Exercise brief> Locate each line in the listing below that contains the string "panel" and copy those lines out in full.

Information given>
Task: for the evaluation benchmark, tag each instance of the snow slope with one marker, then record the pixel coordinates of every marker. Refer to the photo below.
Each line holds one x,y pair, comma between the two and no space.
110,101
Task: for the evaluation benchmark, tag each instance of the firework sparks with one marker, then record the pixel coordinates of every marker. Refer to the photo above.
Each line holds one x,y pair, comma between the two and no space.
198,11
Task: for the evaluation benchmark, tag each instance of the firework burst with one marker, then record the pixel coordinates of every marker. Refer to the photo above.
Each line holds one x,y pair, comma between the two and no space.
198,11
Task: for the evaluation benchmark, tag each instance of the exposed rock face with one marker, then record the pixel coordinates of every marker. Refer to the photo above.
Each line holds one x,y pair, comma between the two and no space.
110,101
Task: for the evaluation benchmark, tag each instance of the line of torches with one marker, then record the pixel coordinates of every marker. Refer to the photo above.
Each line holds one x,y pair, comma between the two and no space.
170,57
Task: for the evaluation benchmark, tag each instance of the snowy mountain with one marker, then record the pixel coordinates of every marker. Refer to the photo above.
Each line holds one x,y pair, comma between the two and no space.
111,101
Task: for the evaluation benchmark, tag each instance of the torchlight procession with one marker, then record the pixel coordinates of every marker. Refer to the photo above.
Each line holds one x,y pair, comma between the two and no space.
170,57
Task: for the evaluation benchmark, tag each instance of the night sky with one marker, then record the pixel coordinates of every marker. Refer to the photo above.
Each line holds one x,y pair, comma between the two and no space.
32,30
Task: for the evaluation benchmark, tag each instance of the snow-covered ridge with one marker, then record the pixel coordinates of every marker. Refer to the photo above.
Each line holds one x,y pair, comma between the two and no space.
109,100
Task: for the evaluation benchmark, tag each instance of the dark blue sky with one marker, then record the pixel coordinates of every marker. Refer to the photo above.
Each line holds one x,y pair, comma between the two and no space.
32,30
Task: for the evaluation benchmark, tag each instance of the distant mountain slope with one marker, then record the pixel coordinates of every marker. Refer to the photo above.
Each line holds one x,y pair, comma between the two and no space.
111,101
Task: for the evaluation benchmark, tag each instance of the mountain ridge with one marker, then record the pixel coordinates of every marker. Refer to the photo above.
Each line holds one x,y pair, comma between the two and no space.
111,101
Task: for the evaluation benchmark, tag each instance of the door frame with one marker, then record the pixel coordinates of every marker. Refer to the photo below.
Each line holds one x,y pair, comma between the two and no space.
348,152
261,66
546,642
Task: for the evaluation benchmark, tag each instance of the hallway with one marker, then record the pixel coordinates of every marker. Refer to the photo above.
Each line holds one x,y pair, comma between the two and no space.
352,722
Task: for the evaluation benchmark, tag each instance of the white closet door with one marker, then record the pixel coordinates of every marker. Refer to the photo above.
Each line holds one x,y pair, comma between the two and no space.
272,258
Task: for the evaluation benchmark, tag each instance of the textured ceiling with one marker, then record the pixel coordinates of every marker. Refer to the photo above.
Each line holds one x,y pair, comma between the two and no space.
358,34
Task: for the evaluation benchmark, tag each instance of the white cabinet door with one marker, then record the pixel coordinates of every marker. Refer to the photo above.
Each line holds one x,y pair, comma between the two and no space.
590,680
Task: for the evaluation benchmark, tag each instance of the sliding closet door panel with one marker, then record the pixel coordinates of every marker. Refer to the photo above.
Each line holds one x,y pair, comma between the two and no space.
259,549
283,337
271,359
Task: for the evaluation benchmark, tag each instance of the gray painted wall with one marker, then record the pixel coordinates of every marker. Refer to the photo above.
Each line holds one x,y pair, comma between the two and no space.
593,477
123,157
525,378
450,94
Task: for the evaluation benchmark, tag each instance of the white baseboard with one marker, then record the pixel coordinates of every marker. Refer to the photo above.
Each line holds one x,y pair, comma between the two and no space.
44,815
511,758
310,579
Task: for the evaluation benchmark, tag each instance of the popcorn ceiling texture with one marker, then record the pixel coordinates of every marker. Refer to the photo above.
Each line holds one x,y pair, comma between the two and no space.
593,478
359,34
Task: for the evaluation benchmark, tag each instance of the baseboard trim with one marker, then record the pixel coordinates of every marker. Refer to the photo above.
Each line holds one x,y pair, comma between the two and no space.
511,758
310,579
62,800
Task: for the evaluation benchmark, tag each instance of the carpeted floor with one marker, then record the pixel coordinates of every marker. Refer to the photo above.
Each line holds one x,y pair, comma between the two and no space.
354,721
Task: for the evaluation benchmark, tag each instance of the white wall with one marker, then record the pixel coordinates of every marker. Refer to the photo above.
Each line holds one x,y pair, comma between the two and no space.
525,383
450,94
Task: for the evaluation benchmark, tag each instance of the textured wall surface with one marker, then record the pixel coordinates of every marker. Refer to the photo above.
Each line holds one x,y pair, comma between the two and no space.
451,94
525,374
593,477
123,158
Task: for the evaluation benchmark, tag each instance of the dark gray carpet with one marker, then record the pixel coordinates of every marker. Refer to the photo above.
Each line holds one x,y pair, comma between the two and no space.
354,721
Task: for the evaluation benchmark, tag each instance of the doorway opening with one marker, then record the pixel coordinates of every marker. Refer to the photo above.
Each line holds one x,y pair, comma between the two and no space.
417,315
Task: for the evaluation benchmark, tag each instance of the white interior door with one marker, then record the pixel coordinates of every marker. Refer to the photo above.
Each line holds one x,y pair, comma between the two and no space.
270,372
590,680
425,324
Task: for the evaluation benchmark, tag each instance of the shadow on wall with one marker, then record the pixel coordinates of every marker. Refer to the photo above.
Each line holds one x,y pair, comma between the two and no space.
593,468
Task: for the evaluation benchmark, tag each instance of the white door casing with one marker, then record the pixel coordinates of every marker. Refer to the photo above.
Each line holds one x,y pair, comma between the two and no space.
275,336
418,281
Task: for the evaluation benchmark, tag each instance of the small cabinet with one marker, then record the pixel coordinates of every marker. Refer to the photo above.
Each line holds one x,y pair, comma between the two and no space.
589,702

==

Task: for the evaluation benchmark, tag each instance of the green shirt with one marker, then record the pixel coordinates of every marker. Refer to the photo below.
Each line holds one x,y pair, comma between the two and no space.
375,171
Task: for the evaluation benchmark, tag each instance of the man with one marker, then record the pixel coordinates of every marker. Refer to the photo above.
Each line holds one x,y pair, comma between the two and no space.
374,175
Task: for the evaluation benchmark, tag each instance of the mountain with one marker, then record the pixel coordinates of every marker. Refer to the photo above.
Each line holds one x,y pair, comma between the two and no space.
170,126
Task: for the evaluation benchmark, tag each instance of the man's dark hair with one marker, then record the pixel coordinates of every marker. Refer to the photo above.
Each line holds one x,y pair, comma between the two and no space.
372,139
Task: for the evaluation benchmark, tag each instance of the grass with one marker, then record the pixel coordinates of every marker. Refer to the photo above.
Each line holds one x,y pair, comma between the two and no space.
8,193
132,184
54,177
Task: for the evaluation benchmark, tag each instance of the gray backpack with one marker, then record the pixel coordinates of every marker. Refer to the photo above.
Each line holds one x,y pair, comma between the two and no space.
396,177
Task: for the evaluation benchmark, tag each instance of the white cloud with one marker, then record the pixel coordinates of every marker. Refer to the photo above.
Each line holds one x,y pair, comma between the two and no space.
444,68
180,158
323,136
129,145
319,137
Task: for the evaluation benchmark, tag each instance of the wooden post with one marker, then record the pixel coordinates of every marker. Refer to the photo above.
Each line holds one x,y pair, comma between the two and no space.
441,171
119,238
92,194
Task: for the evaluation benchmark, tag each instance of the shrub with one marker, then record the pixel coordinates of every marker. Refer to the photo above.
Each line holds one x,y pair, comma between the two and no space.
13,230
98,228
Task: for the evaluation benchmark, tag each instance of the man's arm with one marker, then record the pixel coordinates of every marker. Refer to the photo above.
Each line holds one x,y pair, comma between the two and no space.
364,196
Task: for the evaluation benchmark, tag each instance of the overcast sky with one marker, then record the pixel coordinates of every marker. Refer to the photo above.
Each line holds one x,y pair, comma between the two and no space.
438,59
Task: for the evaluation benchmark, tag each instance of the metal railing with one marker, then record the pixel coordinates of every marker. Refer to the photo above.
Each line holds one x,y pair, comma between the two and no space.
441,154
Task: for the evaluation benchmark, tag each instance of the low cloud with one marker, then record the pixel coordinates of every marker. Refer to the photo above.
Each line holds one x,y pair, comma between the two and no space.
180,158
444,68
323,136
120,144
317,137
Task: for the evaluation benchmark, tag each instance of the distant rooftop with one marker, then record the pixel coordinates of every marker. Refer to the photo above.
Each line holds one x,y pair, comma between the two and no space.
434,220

* * *

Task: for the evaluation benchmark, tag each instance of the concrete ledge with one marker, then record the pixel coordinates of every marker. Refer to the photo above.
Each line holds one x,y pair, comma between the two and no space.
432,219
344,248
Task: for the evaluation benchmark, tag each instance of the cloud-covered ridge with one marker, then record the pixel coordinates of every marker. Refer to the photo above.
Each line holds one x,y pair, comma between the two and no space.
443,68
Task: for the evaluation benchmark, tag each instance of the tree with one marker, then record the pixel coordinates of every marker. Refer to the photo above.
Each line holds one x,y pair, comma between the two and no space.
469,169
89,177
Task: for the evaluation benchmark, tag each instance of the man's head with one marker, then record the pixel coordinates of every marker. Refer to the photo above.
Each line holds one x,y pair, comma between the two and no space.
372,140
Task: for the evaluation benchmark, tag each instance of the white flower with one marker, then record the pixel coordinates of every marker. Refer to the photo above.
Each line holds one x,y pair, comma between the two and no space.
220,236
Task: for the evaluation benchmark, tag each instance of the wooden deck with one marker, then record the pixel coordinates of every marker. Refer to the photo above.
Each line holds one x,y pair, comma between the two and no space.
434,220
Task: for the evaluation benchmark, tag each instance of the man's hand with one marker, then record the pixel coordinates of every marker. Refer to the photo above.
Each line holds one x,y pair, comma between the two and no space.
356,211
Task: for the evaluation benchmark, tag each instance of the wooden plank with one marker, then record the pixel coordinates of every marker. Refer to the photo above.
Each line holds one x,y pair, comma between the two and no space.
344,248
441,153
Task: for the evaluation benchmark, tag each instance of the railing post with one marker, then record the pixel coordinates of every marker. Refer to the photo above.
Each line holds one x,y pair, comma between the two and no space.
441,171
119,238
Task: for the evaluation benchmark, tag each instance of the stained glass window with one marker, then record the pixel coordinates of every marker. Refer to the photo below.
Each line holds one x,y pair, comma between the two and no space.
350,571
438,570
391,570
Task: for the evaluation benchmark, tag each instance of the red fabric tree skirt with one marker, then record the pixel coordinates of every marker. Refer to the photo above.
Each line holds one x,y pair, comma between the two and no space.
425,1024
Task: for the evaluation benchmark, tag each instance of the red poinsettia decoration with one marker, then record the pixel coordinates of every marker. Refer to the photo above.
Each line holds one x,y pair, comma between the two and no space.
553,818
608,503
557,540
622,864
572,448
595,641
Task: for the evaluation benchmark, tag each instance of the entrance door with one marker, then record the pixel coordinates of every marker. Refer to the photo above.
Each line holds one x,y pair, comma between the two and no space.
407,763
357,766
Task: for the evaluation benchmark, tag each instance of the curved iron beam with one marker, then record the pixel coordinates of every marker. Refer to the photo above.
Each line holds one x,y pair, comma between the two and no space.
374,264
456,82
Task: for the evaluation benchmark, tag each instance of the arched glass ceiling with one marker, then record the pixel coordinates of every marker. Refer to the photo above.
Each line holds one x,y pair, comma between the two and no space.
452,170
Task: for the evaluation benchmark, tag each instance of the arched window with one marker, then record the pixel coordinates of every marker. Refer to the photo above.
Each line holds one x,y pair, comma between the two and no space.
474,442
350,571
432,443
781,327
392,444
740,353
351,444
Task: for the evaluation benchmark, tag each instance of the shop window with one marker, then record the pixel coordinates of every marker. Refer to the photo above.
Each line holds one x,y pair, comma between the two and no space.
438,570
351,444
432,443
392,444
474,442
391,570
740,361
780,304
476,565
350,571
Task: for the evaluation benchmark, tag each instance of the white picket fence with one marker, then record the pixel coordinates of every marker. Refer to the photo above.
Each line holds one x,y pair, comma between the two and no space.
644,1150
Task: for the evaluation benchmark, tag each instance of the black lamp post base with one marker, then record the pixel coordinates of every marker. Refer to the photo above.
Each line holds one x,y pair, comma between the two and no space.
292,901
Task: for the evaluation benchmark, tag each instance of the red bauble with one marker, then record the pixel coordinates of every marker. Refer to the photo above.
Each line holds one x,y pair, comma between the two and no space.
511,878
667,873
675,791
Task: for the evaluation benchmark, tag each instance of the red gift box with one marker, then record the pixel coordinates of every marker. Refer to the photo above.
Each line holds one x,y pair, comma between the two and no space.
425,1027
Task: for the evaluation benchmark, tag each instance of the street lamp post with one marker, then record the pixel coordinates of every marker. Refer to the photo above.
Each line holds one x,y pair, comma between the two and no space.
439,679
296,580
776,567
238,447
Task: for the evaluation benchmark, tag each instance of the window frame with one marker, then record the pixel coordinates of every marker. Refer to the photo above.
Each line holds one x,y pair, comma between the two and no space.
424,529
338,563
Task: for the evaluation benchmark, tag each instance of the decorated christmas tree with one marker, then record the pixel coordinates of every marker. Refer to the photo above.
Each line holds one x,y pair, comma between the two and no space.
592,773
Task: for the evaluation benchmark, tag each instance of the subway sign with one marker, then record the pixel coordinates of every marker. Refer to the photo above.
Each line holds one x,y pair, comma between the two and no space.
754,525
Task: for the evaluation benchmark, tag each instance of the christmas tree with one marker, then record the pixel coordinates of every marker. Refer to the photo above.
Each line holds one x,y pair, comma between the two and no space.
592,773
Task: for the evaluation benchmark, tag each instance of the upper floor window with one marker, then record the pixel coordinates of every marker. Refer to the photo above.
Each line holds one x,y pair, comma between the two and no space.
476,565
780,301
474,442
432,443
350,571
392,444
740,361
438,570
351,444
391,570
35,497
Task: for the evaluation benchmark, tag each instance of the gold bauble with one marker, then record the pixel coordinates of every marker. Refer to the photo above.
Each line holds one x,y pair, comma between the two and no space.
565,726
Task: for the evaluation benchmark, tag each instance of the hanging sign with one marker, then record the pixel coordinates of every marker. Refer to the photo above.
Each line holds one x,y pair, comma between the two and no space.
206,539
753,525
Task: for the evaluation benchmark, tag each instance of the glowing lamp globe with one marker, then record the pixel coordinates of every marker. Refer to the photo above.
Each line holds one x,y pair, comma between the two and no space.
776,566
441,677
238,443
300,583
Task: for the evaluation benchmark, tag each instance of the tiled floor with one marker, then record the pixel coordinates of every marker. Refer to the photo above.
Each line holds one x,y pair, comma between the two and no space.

Exercise answer>
Task: for the evaluation benchmark, tag each instance of the sliding closet door panel with one marker, then record the pixel coordinates of every marker. Refer to the photo above.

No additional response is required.